Your task:
What is needed here is an exact transcription of the entries that follow.

Data supplied:
────────────────────
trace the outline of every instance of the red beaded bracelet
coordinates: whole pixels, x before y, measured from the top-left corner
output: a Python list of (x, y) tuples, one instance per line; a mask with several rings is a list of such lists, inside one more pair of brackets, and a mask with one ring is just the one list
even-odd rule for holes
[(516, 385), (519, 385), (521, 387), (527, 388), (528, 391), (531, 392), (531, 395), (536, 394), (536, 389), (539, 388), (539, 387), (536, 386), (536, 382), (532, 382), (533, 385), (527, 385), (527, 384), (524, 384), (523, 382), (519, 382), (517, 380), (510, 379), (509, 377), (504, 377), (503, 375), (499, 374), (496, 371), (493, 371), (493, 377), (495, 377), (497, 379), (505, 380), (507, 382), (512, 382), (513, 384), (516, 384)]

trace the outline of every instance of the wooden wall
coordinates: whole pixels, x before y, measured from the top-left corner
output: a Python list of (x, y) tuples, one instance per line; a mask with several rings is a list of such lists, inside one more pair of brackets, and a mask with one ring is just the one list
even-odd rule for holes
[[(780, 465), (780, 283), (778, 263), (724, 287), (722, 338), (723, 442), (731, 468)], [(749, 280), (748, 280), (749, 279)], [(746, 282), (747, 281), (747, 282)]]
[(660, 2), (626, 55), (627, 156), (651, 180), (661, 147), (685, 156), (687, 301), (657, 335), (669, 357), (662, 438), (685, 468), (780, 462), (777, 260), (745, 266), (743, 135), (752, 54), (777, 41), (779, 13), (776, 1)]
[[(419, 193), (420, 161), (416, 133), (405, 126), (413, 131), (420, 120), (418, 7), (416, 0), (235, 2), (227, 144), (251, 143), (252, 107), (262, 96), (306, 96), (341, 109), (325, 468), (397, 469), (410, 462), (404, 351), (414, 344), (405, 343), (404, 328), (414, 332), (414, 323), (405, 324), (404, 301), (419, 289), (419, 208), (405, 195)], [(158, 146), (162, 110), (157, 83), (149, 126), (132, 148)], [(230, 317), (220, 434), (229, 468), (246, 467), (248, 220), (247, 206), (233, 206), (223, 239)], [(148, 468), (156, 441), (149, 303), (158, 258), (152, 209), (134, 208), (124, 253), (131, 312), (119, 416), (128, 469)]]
────────────────────
Output of the task:
trace the outline of every instance of the red beaded bracelet
coordinates: whole pixels, x before y, measured from the top-left corner
output: a Python list of (x, y) tuples, one instance per line; a mask with several rings is a list of such lists, inside one more pair of brackets, and a mask with one ring is just the one list
even-odd rule for holes
[(516, 385), (519, 385), (521, 387), (527, 388), (528, 391), (531, 392), (531, 395), (536, 394), (536, 389), (539, 388), (539, 387), (536, 386), (536, 382), (532, 382), (533, 385), (527, 385), (527, 384), (524, 384), (523, 382), (519, 382), (517, 380), (510, 379), (509, 377), (504, 377), (503, 375), (499, 374), (496, 371), (493, 371), (493, 377), (495, 377), (497, 379), (505, 380), (507, 382), (512, 382), (513, 384), (516, 384)]

trace the outline of every instance of the wooden wall
coordinates: whole pixels, x before y, measured from the top-left corner
output: a Python list of (x, y) tuples, one instance per line; a mask with several rings is a list of such lists, inside one more pair of brackets, and a mask with one ring is just the one list
even-odd rule for holes
[[(780, 465), (780, 283), (778, 263), (724, 287), (722, 338), (723, 442), (731, 468)], [(749, 280), (748, 280), (749, 279)], [(746, 282), (747, 281), (747, 282)]]
[(660, 2), (626, 55), (627, 156), (651, 180), (661, 147), (685, 156), (687, 301), (657, 335), (669, 357), (662, 438), (685, 468), (780, 462), (777, 260), (745, 266), (743, 135), (752, 54), (777, 41), (779, 13), (776, 1)]
[[(419, 193), (420, 161), (416, 133), (405, 126), (413, 131), (420, 120), (418, 7), (416, 0), (235, 2), (227, 144), (251, 143), (252, 107), (262, 96), (306, 96), (341, 109), (325, 468), (397, 469), (410, 462), (404, 351), (414, 344), (405, 343), (404, 328), (414, 332), (414, 323), (405, 324), (404, 301), (419, 289), (419, 208), (405, 195)], [(158, 146), (162, 110), (157, 83), (149, 126), (132, 148)], [(230, 317), (220, 434), (229, 468), (246, 467), (248, 220), (247, 206), (233, 206), (223, 239)], [(148, 468), (156, 441), (149, 303), (158, 258), (152, 209), (134, 208), (124, 253), (131, 312), (119, 416), (128, 469)]]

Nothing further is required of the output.